Exercise description:
Print out every entry that follows, exactly as written.

-- -- --

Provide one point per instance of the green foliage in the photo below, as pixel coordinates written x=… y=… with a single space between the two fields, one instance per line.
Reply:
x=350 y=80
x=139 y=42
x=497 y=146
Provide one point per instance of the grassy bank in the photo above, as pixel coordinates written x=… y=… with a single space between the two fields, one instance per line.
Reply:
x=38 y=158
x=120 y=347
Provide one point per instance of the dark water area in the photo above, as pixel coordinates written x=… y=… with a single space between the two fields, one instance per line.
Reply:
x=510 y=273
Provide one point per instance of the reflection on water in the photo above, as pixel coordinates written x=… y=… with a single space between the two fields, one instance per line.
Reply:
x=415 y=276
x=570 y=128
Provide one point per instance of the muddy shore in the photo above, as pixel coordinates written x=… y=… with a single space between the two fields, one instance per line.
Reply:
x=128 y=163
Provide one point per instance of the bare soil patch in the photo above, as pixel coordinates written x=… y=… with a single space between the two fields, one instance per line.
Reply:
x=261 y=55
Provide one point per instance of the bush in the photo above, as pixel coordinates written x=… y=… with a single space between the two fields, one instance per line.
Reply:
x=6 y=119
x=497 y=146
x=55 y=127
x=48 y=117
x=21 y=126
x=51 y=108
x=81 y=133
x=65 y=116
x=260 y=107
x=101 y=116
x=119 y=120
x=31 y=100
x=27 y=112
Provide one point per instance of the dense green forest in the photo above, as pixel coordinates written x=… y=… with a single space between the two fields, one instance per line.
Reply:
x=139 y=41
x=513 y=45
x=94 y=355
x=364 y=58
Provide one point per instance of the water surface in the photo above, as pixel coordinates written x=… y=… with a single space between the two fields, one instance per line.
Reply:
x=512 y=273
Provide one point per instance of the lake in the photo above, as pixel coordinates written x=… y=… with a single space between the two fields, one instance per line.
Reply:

-- -- --

Answer:
Provide one point per instance of the green foliage in the photo below, as pixel coordinates written x=… y=… with a single space between the two fields, one instance per line.
Reply:
x=350 y=80
x=139 y=42
x=497 y=146
Provide one point per instance of the grassy bank in the photo above, as pixel coordinates written x=… y=… with a single space between the two fields, one instance per line.
Reply:
x=38 y=158
x=120 y=347
Provide one point per instance of the dark water area in the photo above, as pixel coordinates written x=… y=… with a single space between the two fields, one instance per line.
Reply:
x=510 y=273
Provide one point per instance of the reflection on water in the photo above, as pixel coordinates written x=… y=… with a single space between the two fields, one instance per line.
Reply:
x=415 y=276
x=570 y=128
Provide one point per instance of the muddy shore in the photo above, as pixel coordinates written x=… y=… with a single space between the two fields, one instance per line.
Reply:
x=128 y=163
Provide one point per instance of the bare soil patch in the photo above, as pixel coordinates written x=… y=… with a single space between the two fields, one instance per line.
Reply:
x=261 y=55
Provide one point per instance of the bush in the photo above, as pixel coordinates written x=… y=… with a single space between the two fields, one instance per line.
Reply:
x=6 y=119
x=497 y=146
x=55 y=127
x=48 y=117
x=21 y=126
x=51 y=108
x=81 y=133
x=65 y=116
x=260 y=107
x=101 y=116
x=119 y=120
x=31 y=100
x=27 y=112
Provide one point per instance of the dense green forest in the photo above, as pixel coordinates written x=… y=… with a single space between the two fields, one instance per line.
Reply:
x=139 y=41
x=513 y=45
x=94 y=355
x=364 y=58
Provide one point per instance of the water surface in the photo above, as pixel coordinates written x=… y=… with a single space between the two fields, one instance per line.
Reply:
x=512 y=273
Provide one point per instance of the lake in the photo above, as pixel coordinates written x=… y=… with a single space between the two fields, one instance per line.
Reply:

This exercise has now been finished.